● Exercise:
Duplicate the text on Breamore House word for word, in full.

● Extract:
Breamore House was completed in 1583 by the Dodington family, and was built on the site of Breamore Priory. The building underwent minor changes in the 18th century and underwent considerable restoration after a major fire in 1856.

Purchased in the 18th century by Sir Edward Hulse, Baronet, M.D., physician to Queen Anne and Kings George I and George II, the house is still inhabited by the Hulse family (see Hulse baronets).

After marriage with Dame Elizabeth, daughter of Sir Richard Levett, Lord Mayor of London and owner of Kew Palace, the Hulse family acquired many heirlooms of the Sussex Levetts, an ancient Norman family, which are on display in the house.

Levett's other daughter, Frances, married Thomas Lewis Esq. of St. Pierre, Monmouthshire, Wales; his daughter Mary married Abraham Blackborne, a London merchant who lived at Clapham, whose son, also named Abraham, vicar of Dagenham, married Frances Fanshawe, daughter of Thomas Fanshawe of Parsloes Manor.

[Data entries]

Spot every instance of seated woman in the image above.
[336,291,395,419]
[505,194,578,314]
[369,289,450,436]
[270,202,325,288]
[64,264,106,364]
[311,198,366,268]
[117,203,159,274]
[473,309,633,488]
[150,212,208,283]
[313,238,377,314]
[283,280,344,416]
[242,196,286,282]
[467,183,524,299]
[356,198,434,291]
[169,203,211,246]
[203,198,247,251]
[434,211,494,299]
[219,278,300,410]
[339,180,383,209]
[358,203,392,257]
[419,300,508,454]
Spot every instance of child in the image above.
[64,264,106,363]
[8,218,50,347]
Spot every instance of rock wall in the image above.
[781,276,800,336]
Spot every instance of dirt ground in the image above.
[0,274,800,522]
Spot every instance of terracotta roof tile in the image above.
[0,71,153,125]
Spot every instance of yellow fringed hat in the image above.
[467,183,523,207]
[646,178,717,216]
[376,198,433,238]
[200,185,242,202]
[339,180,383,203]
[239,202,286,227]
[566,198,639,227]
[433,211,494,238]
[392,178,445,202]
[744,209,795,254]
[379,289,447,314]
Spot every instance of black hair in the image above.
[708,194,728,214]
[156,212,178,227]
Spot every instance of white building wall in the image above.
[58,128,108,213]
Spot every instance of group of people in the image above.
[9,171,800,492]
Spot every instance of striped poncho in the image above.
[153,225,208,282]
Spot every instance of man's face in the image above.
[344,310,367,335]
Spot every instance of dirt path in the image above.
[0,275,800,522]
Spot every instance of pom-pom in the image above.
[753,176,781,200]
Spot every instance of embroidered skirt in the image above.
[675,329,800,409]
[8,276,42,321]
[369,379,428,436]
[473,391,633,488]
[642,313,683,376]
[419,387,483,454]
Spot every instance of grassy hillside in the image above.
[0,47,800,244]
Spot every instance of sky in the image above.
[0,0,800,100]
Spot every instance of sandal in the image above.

● Completed exercise:
Breamore House was completed in 1583 by the Dodington family, and was built on the site of Breamore Priory. The building underwent minor changes in the 18th century and underwent considerable restoration after a major fire in 1856.

Purchased in the 18th century by Sir Edward Hulse, Baronet, M.D., physician to Queen Anne and Kings George I and George II, the house is still inhabited by the Hulse family (see Hulse baronets).

After marriage with Dame Elizabeth, daughter of Sir Richard Levett, Lord Mayor of London and owner of Kew Palace, the Hulse family acquired many heirlooms of the Sussex Levetts, an ancient Norman family, which are on display in the house.

Levett's other daughter, Frances, married Thomas Lewis Esq. of St. Pierre, Monmouthshire, Wales; his daughter Mary married Abraham Blackborne, a London merchant who lived at Clapham, whose son, also named Abraham, vicar of Dagenham, married Frances Fanshawe, daughter of Thomas Fanshawe of Parsloes Manor.